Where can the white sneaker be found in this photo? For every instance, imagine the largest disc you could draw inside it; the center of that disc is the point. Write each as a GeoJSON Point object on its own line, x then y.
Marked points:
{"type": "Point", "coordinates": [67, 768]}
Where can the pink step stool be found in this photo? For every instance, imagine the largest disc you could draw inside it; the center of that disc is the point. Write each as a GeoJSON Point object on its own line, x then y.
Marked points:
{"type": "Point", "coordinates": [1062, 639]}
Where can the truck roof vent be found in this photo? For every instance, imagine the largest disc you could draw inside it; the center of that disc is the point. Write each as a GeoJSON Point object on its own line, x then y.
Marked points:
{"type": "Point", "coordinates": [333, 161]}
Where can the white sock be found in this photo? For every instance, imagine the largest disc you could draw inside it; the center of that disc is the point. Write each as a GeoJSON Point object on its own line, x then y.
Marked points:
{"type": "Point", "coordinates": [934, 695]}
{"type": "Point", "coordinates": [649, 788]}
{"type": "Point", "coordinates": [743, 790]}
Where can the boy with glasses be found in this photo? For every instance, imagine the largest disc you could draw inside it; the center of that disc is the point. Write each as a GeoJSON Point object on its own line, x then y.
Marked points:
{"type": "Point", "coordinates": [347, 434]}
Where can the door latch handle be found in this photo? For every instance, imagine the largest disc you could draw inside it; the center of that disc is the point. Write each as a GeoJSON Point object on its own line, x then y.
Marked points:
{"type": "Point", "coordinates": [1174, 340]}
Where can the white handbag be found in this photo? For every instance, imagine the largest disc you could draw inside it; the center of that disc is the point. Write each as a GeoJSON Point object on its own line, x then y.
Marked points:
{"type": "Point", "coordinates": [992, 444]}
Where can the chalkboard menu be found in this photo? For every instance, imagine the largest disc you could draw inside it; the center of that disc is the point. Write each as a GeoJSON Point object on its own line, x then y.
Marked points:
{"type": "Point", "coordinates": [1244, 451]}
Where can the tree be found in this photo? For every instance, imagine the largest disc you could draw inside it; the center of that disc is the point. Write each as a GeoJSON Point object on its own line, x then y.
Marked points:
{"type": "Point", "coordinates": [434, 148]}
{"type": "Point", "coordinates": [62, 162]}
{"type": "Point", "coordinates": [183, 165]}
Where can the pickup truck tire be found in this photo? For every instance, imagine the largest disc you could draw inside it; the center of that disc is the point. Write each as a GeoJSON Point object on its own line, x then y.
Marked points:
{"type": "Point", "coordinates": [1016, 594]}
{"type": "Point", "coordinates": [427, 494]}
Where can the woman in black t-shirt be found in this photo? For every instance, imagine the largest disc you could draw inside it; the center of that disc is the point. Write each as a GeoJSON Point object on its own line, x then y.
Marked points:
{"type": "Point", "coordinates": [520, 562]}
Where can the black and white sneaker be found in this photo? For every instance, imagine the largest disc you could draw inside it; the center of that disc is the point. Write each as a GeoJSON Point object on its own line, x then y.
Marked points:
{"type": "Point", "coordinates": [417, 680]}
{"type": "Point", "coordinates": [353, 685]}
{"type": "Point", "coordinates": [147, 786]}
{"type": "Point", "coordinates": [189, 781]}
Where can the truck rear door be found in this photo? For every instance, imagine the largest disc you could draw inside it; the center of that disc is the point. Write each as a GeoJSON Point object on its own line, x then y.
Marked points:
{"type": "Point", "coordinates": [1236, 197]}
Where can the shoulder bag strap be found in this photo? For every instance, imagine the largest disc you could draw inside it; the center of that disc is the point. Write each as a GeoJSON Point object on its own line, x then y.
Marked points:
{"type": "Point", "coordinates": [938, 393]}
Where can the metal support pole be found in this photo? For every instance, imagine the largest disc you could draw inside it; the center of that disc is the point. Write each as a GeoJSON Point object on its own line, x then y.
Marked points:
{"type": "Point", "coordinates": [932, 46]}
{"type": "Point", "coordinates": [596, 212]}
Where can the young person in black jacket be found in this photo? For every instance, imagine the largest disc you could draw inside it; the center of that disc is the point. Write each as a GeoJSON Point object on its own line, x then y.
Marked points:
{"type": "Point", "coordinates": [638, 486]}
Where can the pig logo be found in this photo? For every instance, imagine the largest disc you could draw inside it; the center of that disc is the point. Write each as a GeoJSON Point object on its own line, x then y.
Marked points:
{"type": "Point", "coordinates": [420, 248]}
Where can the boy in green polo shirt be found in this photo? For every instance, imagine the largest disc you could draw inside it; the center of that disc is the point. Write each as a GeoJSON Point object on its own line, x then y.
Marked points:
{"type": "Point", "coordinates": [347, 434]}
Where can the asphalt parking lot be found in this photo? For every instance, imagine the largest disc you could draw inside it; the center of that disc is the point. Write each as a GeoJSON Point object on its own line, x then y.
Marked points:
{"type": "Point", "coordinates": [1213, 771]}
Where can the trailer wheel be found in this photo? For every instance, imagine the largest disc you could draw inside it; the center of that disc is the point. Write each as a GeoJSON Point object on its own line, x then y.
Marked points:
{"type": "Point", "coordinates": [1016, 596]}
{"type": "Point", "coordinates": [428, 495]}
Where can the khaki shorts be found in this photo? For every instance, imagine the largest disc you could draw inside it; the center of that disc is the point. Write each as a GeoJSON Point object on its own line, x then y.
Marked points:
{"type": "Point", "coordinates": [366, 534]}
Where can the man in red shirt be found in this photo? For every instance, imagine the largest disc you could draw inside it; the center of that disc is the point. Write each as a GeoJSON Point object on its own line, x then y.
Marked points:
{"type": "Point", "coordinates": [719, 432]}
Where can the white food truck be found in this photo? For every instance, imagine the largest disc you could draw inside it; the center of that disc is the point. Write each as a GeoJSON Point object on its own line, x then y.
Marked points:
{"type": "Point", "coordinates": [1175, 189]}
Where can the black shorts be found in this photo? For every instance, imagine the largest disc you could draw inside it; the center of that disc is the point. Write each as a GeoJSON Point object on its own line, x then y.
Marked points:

- [PROBLEM DESCRIPTION]
Repeat the material word for word, in full.

- [ANSWER TO THIS EXERCISE]
Where can the white sneaker be found in this photo? For every instance, imagine the largest disc you could draw inside it; the center of that disc is the point. Write each as a GeoJSON Point object on its own line, x then y.
Marked points:
{"type": "Point", "coordinates": [67, 768]}
Where can the pink step stool be found in this photo? For every instance, imagine the largest disc you could draw inside it; the center of that disc is the point. Write each as a GeoJSON Point object on its own line, x then y.
Marked points:
{"type": "Point", "coordinates": [1062, 639]}
Where can the truck roof vent be found in this photo? For every instance, imagine the largest disc you could draw inside it; the center of that disc is the point. Write each as a GeoJSON Point object on its own line, x then y.
Marked points:
{"type": "Point", "coordinates": [333, 161]}
Where can the white sock be found in this photo? For every instance, imagine the largest disc you could draw inside it; the center of that disc is the point. Write each as a GeoJSON Point object on its own line, x then y.
Marked points:
{"type": "Point", "coordinates": [934, 695]}
{"type": "Point", "coordinates": [649, 788]}
{"type": "Point", "coordinates": [743, 790]}
Where can the boy with glasses be found in this photo? For every instance, imagine the largest disc you could draw inside it; the center of that disc is the point. Write each as a GeoJSON Point object on its own line, x then y.
Marked points:
{"type": "Point", "coordinates": [347, 434]}
Where can the door latch handle be found in this photo? For every instance, imagine the largest disc you could draw inside it; the center of that disc is the point. Write each as a GeoJSON Point object on its own line, x then y.
Marked points:
{"type": "Point", "coordinates": [1174, 340]}
Where can the white handbag be found in this photo? For every instance, imagine the largest disc you could draw inside it; the center of that disc is the point. Write each as a GeoJSON Point object on its own line, x then y.
Marked points:
{"type": "Point", "coordinates": [992, 444]}
Where can the chalkboard menu be found in this photo? For every instance, imagine the largest disc you could draw inside it; the center of that disc is the point. Write each as a GeoJSON Point object on its own line, x then y.
Marked points:
{"type": "Point", "coordinates": [1244, 451]}
Where can the tree be found in this photo? For every instance, imagine the largest disc you could draw inside it; the center of that disc is the point. Write each as a GeoJSON Point object on its own line, x then y.
Marked points:
{"type": "Point", "coordinates": [434, 148]}
{"type": "Point", "coordinates": [62, 162]}
{"type": "Point", "coordinates": [183, 165]}
Where can the pickup truck tire be found in this photo? For every instance, imagine the largest disc you could draw inside it; the center of that disc is the point. Write each as a GeoJSON Point object on its own line, x then y.
Marked points:
{"type": "Point", "coordinates": [1016, 594]}
{"type": "Point", "coordinates": [427, 494]}
Where can the woman in black t-shirt be found in this photo? For every instance, imagine the largest disc you could draw inside it; the center of that disc is the point. Write each as a GeoJSON Point object on its own line, x then y.
Marked points:
{"type": "Point", "coordinates": [520, 562]}
Where can the black and white sneaker be found in this photo? For every instance, imagine the largest disc you could draw inside it; the center of that disc is the point. Write each as a GeoJSON Point object on its own line, x then y.
Marked points:
{"type": "Point", "coordinates": [417, 680]}
{"type": "Point", "coordinates": [353, 685]}
{"type": "Point", "coordinates": [147, 786]}
{"type": "Point", "coordinates": [189, 781]}
Where can the truck rear door be found in this photo? For every instance, imagine the largest disc you could draw inside it; the center of that disc is the point. Write each as a GeoJSON Point object on its own line, x then y.
Marked points:
{"type": "Point", "coordinates": [1236, 197]}
Where can the shoulder bag strap be found in this photo? For every instance, imagine the largest disc you could draw inside it; the center of that disc is the point. Write each as a GeoJSON Point object on its own line, x then y.
Marked points:
{"type": "Point", "coordinates": [938, 393]}
Where can the metal support pole be found in this photo? For every instance, imagine the largest disc you could draw inside it; the center of that disc is the point. Write each as a GeoJSON Point object on its own line, x then y.
Marked points:
{"type": "Point", "coordinates": [932, 46]}
{"type": "Point", "coordinates": [596, 212]}
Where can the young person in black jacket be found in this photo? For every instance, imagine the largest disc you could draw inside it; the center of that disc is the point. Write each as a GeoJSON Point object on its own line, x then y.
Marked points:
{"type": "Point", "coordinates": [638, 486]}
Where can the pig logo be found in this photo? For every instance, imagine the largest disc you could draw inside it; the center of that disc is the point. Write each as a GeoJSON Point object on its own line, x then y.
Marked points:
{"type": "Point", "coordinates": [420, 248]}
Where can the boy in green polo shirt be found in this photo? For every instance, imagine the largest disc you could draw inside it; the center of that disc is the point. Write each as a GeoJSON Point object on its own line, x then y.
Marked points:
{"type": "Point", "coordinates": [347, 434]}
Where can the asphalt parking lot be found in this photo? For every instance, imagine the largest disc you could draw inside it; the center of that disc is the point. Write each as a GeoJSON Point object on its own line, x then y.
Marked points:
{"type": "Point", "coordinates": [1213, 771]}
Where can the trailer wheel be found in this photo? For every instance, imagine the largest disc you could draw inside it; the center of that disc is the point. Write each as a GeoJSON Point object on its own line, x then y.
Marked points:
{"type": "Point", "coordinates": [1016, 596]}
{"type": "Point", "coordinates": [428, 495]}
Where can the khaki shorts be found in this photo? For every instance, imagine the largest disc you could draw inside it; the center of that disc is the point. Write each as a GeoJSON Point object on its own line, x then y.
Marked points:
{"type": "Point", "coordinates": [366, 534]}
Where can the man in red shirt be found in this photo? For every instance, imagine the largest disc you could draw inside it; the center of that disc is the point. Write each as a GeoJSON Point object on its own line, x then y.
Marked points:
{"type": "Point", "coordinates": [719, 432]}
Where can the white food truck be found in this photo? For every instance, imagine the largest disc you could draw inside it; the center of that disc is the point. Write each as a GeoJSON Point object on its own line, x then y.
Marked points:
{"type": "Point", "coordinates": [1175, 189]}
Where can the black shorts be found in this photo? For every instance, imagine the largest disc you could draw inside it; the center of that disc is the point. Write each as a GeoJSON Point object on its own line, x then y.
Marked points:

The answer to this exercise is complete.